The exercise
Write each line out exactly, leaving none out.

* BEGIN Supplied data *

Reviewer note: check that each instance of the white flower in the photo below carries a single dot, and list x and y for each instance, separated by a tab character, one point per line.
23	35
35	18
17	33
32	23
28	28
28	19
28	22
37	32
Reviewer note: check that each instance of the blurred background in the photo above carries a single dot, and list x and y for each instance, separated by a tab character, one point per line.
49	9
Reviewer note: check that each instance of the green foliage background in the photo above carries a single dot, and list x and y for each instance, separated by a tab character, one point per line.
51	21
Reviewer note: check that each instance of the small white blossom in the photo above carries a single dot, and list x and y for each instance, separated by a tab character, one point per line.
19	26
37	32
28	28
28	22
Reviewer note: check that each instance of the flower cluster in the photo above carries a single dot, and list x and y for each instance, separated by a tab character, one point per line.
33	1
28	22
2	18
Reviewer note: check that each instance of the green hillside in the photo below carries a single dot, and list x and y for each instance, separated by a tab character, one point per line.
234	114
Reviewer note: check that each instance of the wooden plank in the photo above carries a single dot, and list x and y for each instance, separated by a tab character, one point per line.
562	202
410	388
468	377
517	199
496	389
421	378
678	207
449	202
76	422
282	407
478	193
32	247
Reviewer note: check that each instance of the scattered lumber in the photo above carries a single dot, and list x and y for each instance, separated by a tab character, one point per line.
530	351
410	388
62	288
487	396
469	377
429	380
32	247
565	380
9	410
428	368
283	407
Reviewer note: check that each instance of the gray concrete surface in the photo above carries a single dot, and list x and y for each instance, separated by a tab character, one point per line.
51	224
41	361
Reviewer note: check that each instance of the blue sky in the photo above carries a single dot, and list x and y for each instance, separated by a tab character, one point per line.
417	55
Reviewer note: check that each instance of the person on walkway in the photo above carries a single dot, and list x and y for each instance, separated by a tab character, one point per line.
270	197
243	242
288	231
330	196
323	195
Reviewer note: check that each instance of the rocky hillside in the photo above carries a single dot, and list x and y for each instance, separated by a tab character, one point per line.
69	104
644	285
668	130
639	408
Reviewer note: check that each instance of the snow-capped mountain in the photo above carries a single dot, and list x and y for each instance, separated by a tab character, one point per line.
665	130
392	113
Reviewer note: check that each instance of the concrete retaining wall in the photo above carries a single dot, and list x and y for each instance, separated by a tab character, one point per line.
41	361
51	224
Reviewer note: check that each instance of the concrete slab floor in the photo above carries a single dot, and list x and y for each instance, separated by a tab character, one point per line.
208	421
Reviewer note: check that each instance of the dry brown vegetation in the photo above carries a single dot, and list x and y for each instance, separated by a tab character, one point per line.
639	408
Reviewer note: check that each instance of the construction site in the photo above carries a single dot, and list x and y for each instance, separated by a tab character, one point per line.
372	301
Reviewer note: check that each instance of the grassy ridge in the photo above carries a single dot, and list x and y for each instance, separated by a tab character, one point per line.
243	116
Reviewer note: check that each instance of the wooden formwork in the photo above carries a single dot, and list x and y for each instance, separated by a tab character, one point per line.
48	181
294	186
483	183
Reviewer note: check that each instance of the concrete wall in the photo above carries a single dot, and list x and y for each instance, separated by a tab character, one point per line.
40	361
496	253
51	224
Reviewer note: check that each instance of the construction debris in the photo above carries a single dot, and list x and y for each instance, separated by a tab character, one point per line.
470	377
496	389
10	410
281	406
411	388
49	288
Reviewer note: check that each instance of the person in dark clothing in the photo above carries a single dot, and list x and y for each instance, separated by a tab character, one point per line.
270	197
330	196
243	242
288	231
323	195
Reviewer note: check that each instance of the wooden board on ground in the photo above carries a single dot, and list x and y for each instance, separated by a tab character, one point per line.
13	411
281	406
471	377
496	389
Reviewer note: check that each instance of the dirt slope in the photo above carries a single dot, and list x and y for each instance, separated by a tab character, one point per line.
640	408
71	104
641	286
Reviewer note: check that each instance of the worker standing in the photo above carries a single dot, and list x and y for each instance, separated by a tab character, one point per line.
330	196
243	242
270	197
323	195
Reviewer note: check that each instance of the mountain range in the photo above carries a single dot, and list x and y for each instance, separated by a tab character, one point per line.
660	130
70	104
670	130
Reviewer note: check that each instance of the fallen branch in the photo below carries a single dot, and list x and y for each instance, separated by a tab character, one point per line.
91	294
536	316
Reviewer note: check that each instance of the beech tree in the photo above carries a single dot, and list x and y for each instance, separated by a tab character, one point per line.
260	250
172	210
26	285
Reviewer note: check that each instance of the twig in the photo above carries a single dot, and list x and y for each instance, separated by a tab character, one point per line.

* END Supplied data *

Answer in full
Reviewer note: check that each instance of the white flower in the photo below carries a single dot, and list x and y for each instance, separated by a tab character, one point per line.
23	35
35	18
17	33
32	23
28	28
28	19
28	22
37	32
Reviewer note: check that each instance of the blurred background in the photo above carries a single dot, and list x and y for each instance, separated by a tab character, one point per line.
49	9
Reviewer note: check that each instance of the green foliage background in the photo above carries a single dot, and list x and y for each instance, separated by a tab character, one point per line.
51	21
Reviewer note: check that each instance of the small white blossom in the photo above carries a single dot, and list x and y for each instance, separated by a tab character, one point per line.
19	26
37	32
28	28
28	22
Reviewer note: check that each instance of the flower cluster in the photo above carries a single dot, and list x and y for each instance, separated by a tab character, one point per line.
33	1
28	22
2	18
Reviewer note: check that each instance of the green hillside in the photo below carries a single dot, and list x and y for each instance, separated by a tab character, one point per line.
234	114
Reviewer note: check that each instance of the wooden plank in the photo above carries a single dot, and list x and y for each instance, separated by a tab character, one point per line.
562	202
410	388
468	377
517	199
496	389
421	378
678	207
449	202
76	422
282	407
478	193
32	247
Reviewer note: check that each instance of the scattered lumber in the photo above carries a single dot, and list x and y for each instance, separated by a tab character, one point per line.
530	351
410	388
62	288
487	396
469	377
429	380
32	247
565	380
9	410
428	368
283	407
Reviewer note: check that each instance of the gray concrete surface in the photo above carries a single dot, and list x and y for each instance, separated by a tab character, one point per line.
51	224
41	361
Reviewer note: check that each instance of the blue sky in the photo above carries a single dot, and list x and y for each instance, separated by a tab character, one point per line.
417	55
Reviewer note: check that each instance of the person on walkway in the photo above carries a single dot, and list x and y for each instance, separated by a tab character, one point per line.
270	197
243	242
288	231
330	196
323	195
Reviewer note: check that each instance of the rocky hillside in the photo above carries a single dot, and list x and y for each instance, separated by a tab character, one point per line.
69	104
644	285
668	130
639	408
Reviewer note: check that each instance of the snow-capped mountain in the photo above carries a single dot, and list x and y for each instance, separated by a tab character, one point per line.
665	130
392	113
Reviewer note: check that each instance of the concrete retaining wall in the photo above carries a single dot, and list x and y for each instance, separated by a tab character, one point per line.
41	361
51	224
Reviewer note: check that each instance of the concrete slab floor in the photo above carries a single dot, and list x and y for each instance, separated by a tab character, one point per line.
208	421
Reviewer note: check that each instance of the dry brown vegetation in the photo above carries a single dot, and list x and y for each instance, separated by a tab character, one point per line.
639	408
Reviewer note: check that each instance of the construction site in the photo above carries a single dot, and list x and y for each instance, separated by a tab character, one point per line.
372	301
Reviewer note: check that each instance of the grassy ridge in the photo above carries a single dot, and list x and y for each instance, separated by a tab character, one point per line.
243	116
Reviewer note: check that each instance of the wooden formwork in the photo above carries a single dot, and list x and y for each instance, separated by a tab character, one point per line.
48	181
294	186
483	183
Reviewer note: check that each instance of the concrete wall in the photo above carries a single dot, and list x and y for each instance, separated by a tab character, one point per line.
40	361
496	253
51	224
Reviewer note: check that each instance of the construction debris in the photo above carries a single dot, and list x and y for each instance, separated by a tab character, one point per line.
470	377
496	389
10	410
281	406
411	388
49	288
Reviewer note: check that each instance of the person in dark clothing in the photo above carries a single dot, and list x and y for each instance, separated by a tab character, one point per line.
270	197
330	196
243	242
288	231
323	195
Reviewer note: check that each instance of the wooden board on ground in the photo above carries a single dot, and list x and y for each instance, separated by a tab character, one point per line.
13	411
281	406
471	377
496	389
Reviewer note: check that each instance of the dirt slope in the photo above carries a single dot, and list x and y for each instance, separated by a tab character, one point per line.
640	408
71	104
641	286
Reviewer note: check that each instance of the worker standing in the photo above carries a single dot, and list x and y for each instance, separated by a tab character, one point per line.
330	196
243	242
270	197
323	195
Reviewer note: check that each instance of the mountain range in the photo above carries a single dot, and list x and y for each instance, separated by a tab character, one point per line.
660	130
70	104
670	130
Reviewer note: check that each instance of the fallen branch in the photo below carries a single dot, and list x and y for each instance, separated by a tab character, one point per line.
91	294
536	316
Reviewer note: check that each instance of the beech tree in the photo above carries a single dot, and list x and y for each instance, separated by a tab character, one point per line.
260	250
172	210
26	285
Reviewer note: check that each instance of the twig in the photo above carries a single dot, and list x and y for each instance, separated by a tab character, one point per line.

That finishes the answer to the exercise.